- _QUOTED PASSAGE_
******************************
The Government Canada page on the new mandate notes that travellers will need to do the PCR test on arrival to Canada (in addition to having already just done it in order to arrive in Canada in the first place). So, according to this logic (and I use that term lightly), even if one has jumped through the absurd 2020 hoops and adapted to the early 2021 hoops, they'll still need to do expensive hotel time upon arrival in Canada.

In any case, since the PCR test being pushed by Government Canada has long been shown to be unreliable and generate false positives, it thus becomes quite plausible that Canada's preference of that test is because it will generate more “cases” and thus rack up fear of the pandemic.

An aside: The $2000+ for the three-night stay at government-approved hotels goes towards, Government Canada says, the test, the stay, and “all associated costs for food, cleaning and security.”

And although stays at hotels near airports are never cheap, in this case the food seems to be bordering on prison fare. A photo of Duesing's Radisson meal shows a skimpy sandwich in a styrofoam container.

On February 3, the Justice Centre For Constitutional Freedoms published an update that it is “preparing to file legal action imminently,” regarding Government Canada's mandatory hotel quarantine, noting they had “received hundreds of emails” since Canada announced the new travel measures.

The Canadian Civil Liberties Association views these measures as an affront against civilians' rights:

“The quarantine rules will almost certainly impact those who travel to care for ill relatives or attend funerals, those who travel to receive specialized medical care, and those who have health conditions that will make isolating in a hotel a particularly challenging and potentially dangerous proposition.”
******************************
- _EXCERPTED DATA_

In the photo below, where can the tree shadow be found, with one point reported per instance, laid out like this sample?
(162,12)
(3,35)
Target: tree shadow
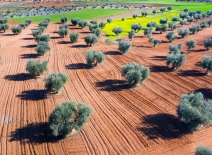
(33,95)
(191,73)
(207,92)
(112,53)
(30,46)
(79,46)
(64,42)
(28,38)
(18,77)
(32,55)
(112,85)
(36,133)
(160,69)
(78,66)
(161,58)
(165,126)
******************************
- _TASKS TO COMPLETE_
a - From the passage on Canada's hotel quarantine, list every group of people that the Canadian Civil Liberties Association says the quarantine rules will likely affect.
b - Condense the paragraph beginning "On February 3, the Justice Centre" in the passage on Canada's hotel quarantine into a short bulleted list.
c - According to the passage on Canada's hotel quarantine, why does the Canadian Civil Liberties Association consider the measures an affront to civilians' rights? Answer in one to three sentences.

- _ANSWERS BY TASK_
a -
- Those who travel to care for ill relatives
- Those who travel to attend funerals
- Those who travel to receive specialized medical care
- Those who have health conditions that make isolating in a hotel challenging and potentially dangerous

b -
- Date: February 3
- Organization: Justice Centre For Constitutional Freedoms
- Action: published an update saying it is "preparing to file legal action imminently"
- Target: Government Canada's mandatory hotel quarantine
- Response: it had "received hundreds of emails" since the new travel measures were announced

c - The association says the quarantine rules will almost certainly affect people who travel to care for ill relatives, attend funerals or receive specialized medical care. It adds that they will also affect people whose health conditions make isolating in a hotel particularly challenging and potentially dangerous.